[EXTRACT TO READ]
The eastern Free State is still Ace Magashule’s empire of destruction.
I’m on a trip to the original sin site of State Capture: the Estina Dairy Farm now called the Integrated Vrede Dairy Project. Here, black Free State farmers were bilked out of hundreds of millions of rands in the first incursion by the Gupta family into South Africa.
The Commission of Inquiry into State Capture confirmed that money meant for the project was laundered out of the province to pay for the 2013 Sun City Bollywood wedding of the Gupta daughter, Vega Gupta, to Aakash Jahaggarhia.
Vrede. A decade on, in the Eastern Free State, the town called ‘peace’ in Afrikaans is broken and nearly dead. It symbolises how the country has struggled to recover from the lost decade of grand corruption.
Like so many other towns in the beautiful mielie gold province, it’s also testimony to former ANC strongman and provincial premier Ace Magashule’s reign of extraction. Magashule hired the Gupta money-man Ashok Narayan as an advisor in the Premier’s Office, and a long line of bureaucrats facilitated the theft of at least R280-million from the province’s agriculture budget and its redirection to the wedding planners and as the initial deposits for the mega-state capture project.
Ten years later, as we drive through Bethlehem, Memel, and Warden off good national roads into rutted provincial routes and finally onto broken municipal roads in what were once thriving farming towns, the poem Ozymandias comes to mind, its words resonant.
Shelley wrote of corrupted legacies, and how a monument to a tyrant lay lost in the desert, its decaying inscription read: “Look on my works, ye Mighty and despair”. Shelley ends: “No thing beside remains. Round the decay of that Colossal Wreck, boundless and bare, (t)he lone and level sands stretch far away”.
The Free State is not desert, of course. It is rich mealie land, golden fields as far as the eye can see and beautiful in the ways that the central parts of our country show up. There is some gas exploration, tourism and gold mining, now reaching the end of its life. Magashule and the ANC had much to build on when apartheid ended, but the towns are now monuments to what happens when the shadow of State Capture replaces the provincial constitutional state.
Decay is visceral on the roads, making one see what happens when governments go wrong. I’ve learnt that you can feel corruption when visiting Eskom, Transnet, and other sites of capture. There is a lethargy of people and place when an institution is repurposed for taking from rather than giving in service to the country. So, it is in the Free State.
Shops are shuttered, and the economy is informalised. Hawkers’ stalls, a Boxer store, and informal hairdressing salons service people. Cash loan businesses thrive, the money secured by Sassa grant cards, show how the grants economy keeps many rural towns limping along. The tractor seller is the most prosperous business.

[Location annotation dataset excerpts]
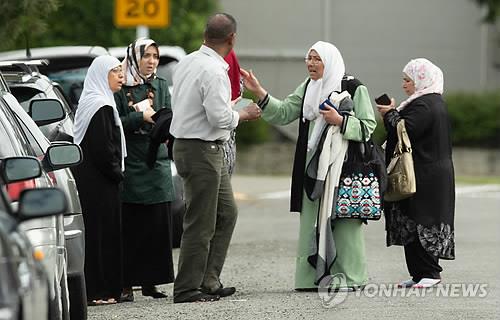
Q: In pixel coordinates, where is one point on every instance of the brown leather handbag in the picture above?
(401, 182)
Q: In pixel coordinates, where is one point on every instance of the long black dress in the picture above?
(427, 218)
(98, 181)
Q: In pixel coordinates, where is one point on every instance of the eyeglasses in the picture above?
(313, 60)
(117, 69)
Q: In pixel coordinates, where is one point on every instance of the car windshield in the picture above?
(26, 94)
(71, 81)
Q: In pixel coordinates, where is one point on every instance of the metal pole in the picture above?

[TASK TO COMPLETE]
Which business does the article about Vrede call the most prosperous?

[RESULT]
The tractor seller.